* _DOCUMENT PASSAGE_
-----

The Algarve Metrobus is a proposed of Bus rapid transit, transport project that will connect the city of Faro with the neighboring municipalities of Olhão and Loulé in Portugal. In total, the proposed 38 kilometer line will serve around 85,000 residents. Approximately 40,000 journeys per day could be made on the line, with the project expecting to cost from €300-€510 million upon completion.

== History ==
On 1 March 2023, the Algarve Regional Coordination and Development Commission (CCDR Algarve) unveiled a study on options for improved transport connectivity across the Algarve region, covering the Olhão, Faro and Loulé corridor. The study explored two major transport projects with multiple variations, including a light railway (tram-train) and a metrobus system (bus rapid transit) as the preferred cheaper alternative.

Responding to the study at a regional local government summit, Prime Minister António Costa endorsed the need for improved connectivity within the Olhão, Faro and Loulé corridor, and announced that structural funds should be made available for the project to boost economic growth within the region.

-----

* _DATA TO EXAMINE_

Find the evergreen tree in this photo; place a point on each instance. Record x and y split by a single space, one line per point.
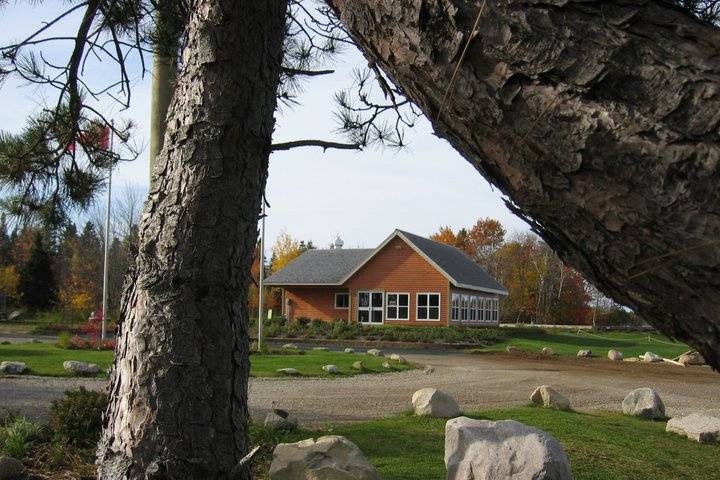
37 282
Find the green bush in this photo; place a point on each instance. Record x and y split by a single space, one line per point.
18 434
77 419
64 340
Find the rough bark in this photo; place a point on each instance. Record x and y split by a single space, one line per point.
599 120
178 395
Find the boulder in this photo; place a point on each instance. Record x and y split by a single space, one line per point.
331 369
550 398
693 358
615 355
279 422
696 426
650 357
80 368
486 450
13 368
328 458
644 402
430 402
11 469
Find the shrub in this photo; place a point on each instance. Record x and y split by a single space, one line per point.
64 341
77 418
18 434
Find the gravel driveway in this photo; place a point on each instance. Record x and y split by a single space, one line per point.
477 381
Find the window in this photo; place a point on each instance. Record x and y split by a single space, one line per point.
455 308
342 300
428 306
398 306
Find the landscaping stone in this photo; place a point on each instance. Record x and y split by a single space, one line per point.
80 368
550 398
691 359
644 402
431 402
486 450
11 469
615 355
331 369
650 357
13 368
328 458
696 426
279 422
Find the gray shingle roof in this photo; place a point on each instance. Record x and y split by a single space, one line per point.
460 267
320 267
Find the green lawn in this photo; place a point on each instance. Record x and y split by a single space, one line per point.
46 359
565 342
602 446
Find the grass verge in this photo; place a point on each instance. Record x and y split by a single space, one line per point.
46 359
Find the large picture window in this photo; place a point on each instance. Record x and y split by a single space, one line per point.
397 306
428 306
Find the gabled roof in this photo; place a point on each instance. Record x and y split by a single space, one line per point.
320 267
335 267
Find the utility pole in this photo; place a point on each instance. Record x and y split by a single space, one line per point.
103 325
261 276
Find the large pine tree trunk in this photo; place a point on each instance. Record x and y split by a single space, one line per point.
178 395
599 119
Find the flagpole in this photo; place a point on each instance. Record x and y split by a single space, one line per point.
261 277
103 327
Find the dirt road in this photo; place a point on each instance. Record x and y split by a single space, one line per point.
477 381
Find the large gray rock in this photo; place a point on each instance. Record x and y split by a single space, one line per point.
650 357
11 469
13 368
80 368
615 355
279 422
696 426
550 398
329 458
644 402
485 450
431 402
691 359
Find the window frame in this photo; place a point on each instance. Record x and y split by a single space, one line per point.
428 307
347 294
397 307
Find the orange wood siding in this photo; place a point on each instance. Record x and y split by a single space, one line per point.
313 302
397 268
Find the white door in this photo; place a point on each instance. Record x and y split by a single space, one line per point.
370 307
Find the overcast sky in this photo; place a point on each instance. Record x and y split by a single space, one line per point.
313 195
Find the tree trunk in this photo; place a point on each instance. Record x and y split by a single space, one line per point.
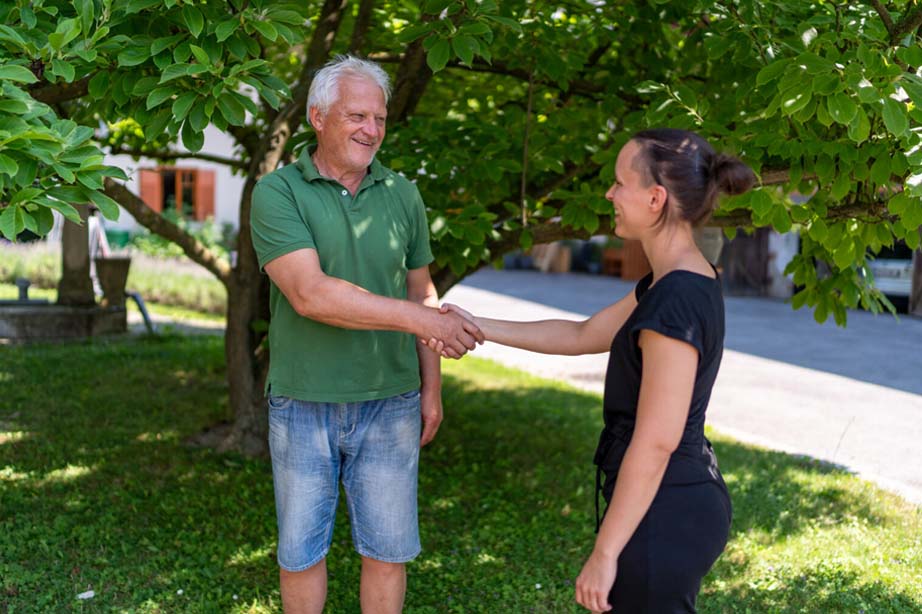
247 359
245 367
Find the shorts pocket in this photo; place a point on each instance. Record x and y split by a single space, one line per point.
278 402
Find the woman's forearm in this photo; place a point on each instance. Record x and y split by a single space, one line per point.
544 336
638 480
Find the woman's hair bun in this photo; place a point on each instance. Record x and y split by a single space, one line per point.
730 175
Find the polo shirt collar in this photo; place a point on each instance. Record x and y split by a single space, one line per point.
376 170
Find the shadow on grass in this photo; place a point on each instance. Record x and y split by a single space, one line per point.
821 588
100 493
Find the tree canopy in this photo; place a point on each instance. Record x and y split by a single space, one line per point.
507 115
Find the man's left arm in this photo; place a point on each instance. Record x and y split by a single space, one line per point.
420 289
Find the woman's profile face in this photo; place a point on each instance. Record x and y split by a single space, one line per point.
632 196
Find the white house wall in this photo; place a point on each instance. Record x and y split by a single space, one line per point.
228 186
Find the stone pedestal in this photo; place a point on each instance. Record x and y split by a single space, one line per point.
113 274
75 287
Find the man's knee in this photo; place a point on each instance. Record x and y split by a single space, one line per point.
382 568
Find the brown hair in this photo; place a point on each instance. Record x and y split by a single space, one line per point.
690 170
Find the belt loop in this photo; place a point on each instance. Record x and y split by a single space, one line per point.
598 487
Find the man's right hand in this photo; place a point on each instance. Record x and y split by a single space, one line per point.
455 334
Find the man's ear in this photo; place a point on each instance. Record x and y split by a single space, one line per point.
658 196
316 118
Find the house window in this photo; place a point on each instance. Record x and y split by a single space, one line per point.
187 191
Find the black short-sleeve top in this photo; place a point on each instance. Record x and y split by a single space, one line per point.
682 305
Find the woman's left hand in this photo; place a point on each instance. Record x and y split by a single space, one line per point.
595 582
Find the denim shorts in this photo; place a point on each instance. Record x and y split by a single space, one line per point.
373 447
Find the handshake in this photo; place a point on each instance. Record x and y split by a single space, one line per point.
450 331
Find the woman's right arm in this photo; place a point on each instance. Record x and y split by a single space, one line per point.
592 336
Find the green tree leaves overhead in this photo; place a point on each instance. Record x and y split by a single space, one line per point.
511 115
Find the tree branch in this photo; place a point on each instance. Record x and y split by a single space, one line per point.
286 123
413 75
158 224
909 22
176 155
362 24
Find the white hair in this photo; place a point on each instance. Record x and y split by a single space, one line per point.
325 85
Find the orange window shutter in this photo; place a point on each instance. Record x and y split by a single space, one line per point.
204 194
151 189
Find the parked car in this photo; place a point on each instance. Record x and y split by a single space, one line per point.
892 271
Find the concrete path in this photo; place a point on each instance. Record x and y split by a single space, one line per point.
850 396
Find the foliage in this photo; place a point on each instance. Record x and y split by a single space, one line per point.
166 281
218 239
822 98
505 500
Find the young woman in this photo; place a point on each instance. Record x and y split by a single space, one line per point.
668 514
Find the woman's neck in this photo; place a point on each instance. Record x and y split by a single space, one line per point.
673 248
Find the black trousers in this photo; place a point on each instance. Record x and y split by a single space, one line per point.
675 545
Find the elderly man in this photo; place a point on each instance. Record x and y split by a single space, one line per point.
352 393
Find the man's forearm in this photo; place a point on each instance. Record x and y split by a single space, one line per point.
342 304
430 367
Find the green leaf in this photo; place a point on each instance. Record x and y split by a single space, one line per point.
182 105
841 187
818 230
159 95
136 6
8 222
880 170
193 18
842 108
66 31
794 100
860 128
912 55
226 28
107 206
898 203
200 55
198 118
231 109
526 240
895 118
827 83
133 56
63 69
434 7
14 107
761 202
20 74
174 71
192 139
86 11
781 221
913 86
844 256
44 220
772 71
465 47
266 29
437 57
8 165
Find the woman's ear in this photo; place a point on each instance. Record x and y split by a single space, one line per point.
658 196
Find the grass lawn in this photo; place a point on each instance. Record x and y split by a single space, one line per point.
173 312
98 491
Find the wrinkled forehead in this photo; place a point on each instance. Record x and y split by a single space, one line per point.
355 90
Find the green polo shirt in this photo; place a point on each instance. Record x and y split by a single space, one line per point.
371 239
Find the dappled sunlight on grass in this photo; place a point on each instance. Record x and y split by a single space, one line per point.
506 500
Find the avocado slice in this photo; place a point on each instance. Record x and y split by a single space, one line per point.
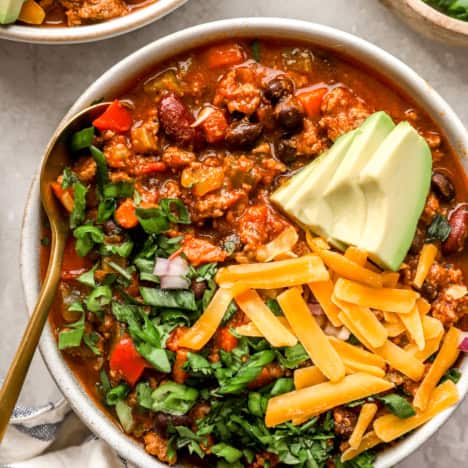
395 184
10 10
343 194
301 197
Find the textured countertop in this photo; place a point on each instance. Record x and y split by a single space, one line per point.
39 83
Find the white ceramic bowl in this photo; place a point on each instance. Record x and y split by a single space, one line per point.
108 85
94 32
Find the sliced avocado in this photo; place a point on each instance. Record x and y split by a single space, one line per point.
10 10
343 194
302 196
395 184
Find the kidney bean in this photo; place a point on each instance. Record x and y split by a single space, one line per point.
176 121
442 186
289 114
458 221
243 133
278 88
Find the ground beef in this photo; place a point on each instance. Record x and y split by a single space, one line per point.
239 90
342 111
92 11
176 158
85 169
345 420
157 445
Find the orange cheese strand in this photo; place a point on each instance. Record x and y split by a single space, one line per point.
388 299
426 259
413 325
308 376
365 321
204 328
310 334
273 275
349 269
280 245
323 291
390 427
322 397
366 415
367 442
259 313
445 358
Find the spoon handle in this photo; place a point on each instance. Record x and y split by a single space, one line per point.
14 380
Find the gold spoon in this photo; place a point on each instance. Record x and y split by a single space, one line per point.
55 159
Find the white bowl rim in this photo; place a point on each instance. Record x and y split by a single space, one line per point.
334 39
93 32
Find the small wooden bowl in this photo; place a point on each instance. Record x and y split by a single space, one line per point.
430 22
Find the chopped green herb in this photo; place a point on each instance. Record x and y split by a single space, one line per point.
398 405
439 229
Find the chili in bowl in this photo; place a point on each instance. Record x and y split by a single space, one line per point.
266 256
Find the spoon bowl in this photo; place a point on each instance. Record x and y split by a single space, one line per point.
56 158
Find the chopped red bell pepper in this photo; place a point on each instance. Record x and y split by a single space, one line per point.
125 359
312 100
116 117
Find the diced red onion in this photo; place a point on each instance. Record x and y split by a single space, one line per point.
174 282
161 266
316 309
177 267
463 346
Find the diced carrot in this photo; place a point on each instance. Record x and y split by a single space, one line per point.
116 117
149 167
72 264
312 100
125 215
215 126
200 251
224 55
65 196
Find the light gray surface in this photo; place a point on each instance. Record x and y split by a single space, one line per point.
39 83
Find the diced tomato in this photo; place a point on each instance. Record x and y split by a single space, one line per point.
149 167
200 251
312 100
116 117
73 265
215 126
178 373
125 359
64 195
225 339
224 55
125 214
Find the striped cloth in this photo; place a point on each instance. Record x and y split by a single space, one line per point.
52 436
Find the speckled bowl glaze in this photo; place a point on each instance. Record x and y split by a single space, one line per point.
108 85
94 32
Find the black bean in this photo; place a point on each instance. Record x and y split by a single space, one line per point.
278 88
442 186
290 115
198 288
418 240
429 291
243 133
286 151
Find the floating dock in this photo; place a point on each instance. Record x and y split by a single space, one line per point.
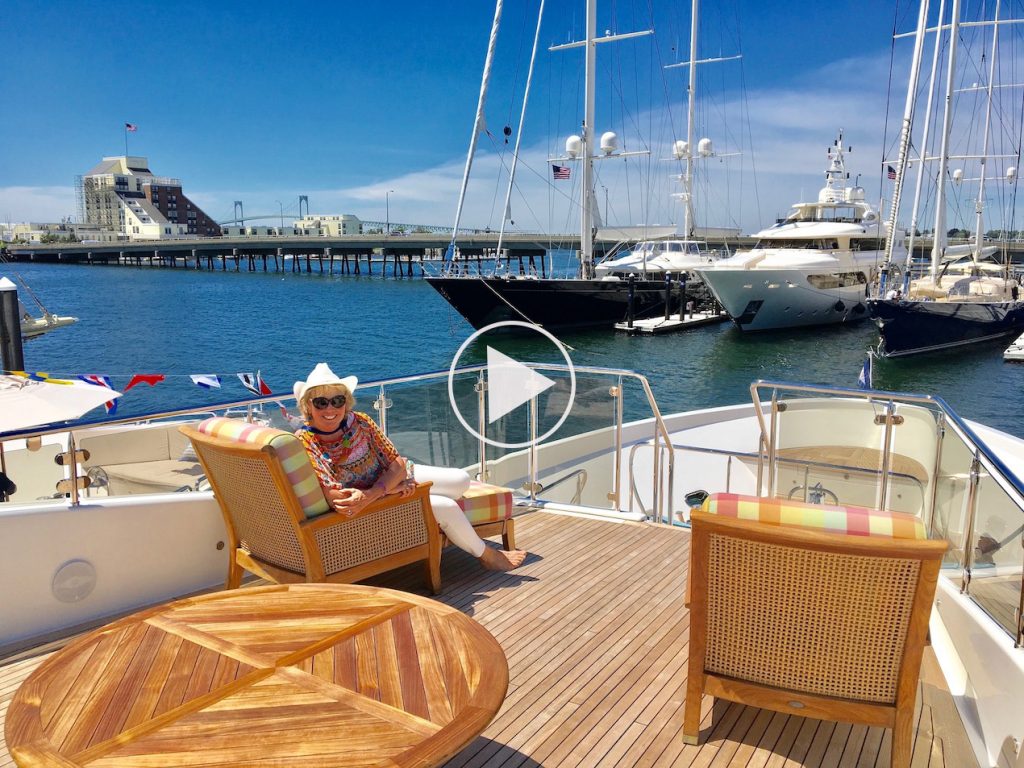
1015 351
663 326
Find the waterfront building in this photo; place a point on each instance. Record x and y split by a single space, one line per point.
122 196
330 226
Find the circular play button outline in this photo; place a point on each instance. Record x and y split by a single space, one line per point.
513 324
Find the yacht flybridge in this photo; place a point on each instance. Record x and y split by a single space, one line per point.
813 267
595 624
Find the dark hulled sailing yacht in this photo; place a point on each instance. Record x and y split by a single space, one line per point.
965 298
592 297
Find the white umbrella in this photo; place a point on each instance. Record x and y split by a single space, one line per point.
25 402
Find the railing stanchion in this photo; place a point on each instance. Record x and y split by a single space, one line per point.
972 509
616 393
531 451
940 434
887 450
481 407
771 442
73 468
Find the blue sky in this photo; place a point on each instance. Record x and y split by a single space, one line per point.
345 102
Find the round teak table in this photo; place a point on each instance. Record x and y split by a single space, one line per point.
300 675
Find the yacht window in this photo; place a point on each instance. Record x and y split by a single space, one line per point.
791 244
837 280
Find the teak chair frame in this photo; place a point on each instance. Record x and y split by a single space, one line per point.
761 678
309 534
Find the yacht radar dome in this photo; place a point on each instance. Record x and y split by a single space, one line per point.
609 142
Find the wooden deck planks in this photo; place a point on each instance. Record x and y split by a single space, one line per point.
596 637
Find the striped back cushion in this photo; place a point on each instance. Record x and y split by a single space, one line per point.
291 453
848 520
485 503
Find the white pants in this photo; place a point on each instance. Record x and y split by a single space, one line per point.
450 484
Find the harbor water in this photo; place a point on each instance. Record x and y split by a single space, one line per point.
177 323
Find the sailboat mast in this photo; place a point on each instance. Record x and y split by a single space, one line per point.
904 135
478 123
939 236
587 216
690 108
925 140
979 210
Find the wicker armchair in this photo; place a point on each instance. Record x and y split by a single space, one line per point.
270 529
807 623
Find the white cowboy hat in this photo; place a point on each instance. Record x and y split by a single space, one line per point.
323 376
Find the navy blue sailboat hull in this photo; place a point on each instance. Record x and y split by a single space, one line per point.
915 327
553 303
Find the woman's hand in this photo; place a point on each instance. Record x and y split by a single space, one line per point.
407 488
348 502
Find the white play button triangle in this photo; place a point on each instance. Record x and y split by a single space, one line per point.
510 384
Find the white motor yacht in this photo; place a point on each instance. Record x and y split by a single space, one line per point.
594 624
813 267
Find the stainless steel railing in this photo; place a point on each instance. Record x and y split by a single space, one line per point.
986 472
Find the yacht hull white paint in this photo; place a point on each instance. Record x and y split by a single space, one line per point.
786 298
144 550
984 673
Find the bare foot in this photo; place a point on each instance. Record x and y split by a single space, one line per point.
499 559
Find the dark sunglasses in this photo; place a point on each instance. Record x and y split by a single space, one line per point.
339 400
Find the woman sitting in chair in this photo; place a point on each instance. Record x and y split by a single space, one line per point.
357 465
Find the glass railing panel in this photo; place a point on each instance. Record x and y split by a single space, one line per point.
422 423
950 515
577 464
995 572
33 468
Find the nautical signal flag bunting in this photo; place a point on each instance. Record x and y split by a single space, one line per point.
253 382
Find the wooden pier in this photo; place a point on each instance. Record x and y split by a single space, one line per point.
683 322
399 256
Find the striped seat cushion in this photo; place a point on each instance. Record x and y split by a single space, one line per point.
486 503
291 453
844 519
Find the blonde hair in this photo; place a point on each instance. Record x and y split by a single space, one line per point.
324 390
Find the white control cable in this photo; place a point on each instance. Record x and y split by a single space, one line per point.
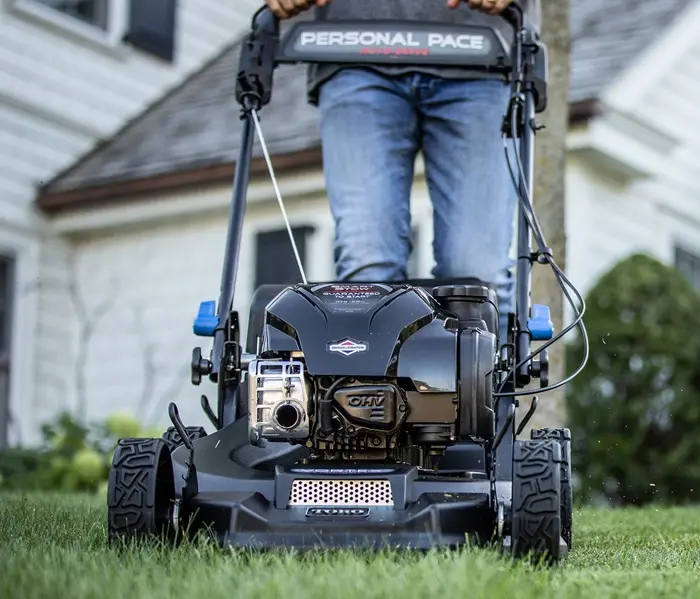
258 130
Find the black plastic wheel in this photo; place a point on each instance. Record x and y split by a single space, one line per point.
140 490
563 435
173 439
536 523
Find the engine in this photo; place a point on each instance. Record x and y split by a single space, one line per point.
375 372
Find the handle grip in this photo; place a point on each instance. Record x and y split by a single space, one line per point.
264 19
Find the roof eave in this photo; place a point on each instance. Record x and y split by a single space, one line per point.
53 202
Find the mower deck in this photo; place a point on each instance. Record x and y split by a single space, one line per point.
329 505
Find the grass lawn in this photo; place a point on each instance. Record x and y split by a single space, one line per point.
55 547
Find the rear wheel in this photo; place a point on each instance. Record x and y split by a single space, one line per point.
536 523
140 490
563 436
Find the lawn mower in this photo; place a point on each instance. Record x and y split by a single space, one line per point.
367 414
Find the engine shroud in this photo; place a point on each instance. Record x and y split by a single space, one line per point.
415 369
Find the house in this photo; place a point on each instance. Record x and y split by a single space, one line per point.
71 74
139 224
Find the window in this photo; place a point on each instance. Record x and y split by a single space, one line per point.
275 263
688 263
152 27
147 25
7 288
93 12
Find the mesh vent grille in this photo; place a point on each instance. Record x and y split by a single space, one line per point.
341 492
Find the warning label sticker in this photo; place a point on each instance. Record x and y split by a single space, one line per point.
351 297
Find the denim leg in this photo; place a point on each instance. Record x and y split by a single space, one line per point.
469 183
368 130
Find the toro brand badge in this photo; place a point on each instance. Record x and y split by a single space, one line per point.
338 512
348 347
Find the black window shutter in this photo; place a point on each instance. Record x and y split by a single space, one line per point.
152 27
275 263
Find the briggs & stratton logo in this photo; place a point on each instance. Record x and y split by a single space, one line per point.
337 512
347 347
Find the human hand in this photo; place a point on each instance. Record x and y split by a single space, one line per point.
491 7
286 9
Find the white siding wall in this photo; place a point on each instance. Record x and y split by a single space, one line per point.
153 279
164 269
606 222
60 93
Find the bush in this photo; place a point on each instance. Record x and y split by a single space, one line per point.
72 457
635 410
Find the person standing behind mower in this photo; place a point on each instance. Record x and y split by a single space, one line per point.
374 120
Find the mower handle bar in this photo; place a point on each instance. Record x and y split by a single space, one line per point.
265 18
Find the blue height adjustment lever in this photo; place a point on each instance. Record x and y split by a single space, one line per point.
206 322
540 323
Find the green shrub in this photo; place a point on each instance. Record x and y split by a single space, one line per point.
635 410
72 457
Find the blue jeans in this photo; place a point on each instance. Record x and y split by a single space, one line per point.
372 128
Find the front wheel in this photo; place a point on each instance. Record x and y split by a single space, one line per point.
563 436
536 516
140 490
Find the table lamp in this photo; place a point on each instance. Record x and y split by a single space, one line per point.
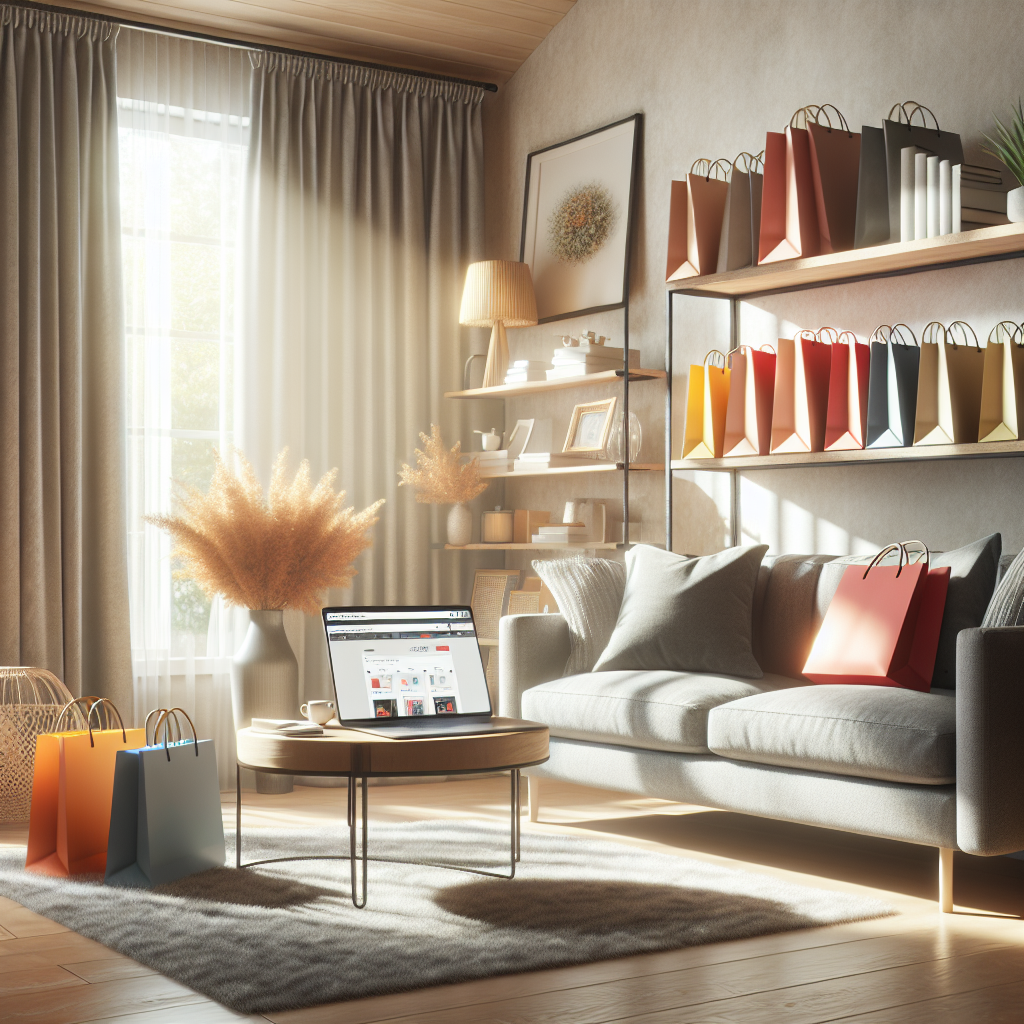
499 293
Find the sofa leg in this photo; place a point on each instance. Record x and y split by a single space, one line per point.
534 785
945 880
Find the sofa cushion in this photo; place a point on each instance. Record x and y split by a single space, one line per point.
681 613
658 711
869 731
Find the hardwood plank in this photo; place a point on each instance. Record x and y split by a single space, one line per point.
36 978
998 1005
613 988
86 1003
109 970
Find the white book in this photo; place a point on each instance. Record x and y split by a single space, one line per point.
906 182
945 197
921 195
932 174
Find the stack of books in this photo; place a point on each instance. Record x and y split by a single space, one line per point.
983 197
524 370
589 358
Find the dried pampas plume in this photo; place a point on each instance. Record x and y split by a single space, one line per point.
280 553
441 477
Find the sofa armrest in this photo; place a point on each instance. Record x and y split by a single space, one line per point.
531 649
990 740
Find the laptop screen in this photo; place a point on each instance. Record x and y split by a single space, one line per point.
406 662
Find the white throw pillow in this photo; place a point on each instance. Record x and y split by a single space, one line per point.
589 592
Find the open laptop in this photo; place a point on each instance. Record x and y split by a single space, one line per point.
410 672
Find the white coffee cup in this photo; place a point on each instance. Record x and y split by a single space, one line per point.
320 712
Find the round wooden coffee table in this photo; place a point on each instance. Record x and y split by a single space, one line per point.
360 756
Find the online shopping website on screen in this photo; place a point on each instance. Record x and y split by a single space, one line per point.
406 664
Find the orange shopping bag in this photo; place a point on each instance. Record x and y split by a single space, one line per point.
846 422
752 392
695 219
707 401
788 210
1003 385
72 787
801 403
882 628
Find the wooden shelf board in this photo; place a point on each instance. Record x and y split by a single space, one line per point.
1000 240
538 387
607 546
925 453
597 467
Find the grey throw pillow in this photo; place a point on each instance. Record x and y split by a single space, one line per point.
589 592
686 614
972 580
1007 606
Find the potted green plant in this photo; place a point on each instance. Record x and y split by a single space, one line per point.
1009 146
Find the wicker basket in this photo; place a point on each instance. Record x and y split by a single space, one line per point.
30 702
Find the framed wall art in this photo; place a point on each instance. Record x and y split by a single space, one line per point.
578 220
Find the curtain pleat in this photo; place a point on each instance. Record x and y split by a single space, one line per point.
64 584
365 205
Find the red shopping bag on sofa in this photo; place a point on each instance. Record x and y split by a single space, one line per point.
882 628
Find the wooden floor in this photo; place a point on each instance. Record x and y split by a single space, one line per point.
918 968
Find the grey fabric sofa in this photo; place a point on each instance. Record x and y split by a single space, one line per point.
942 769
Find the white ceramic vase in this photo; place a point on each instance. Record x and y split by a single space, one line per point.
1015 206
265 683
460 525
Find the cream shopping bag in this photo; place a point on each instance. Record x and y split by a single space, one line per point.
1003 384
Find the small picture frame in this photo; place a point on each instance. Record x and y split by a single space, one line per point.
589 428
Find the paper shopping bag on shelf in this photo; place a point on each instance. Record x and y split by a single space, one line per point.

-----

* _WORK TO BE COMPLETED_
Answer from the Algarve Metrobus text:
(a) How long is the proposed line?
(b) On what date did CCDR Algarve unveil its transport study?
(c) Who endorsed the need for improved connectivity in the Olhão, Faro and Loulé corridor?
The listing is separate material and has no connection to the Algarve Metrobus text.

* _EXERCISE OUTPUT_
(a) 38 kilometers
(b) 1 March 2023
(c) Prime Minister António Costa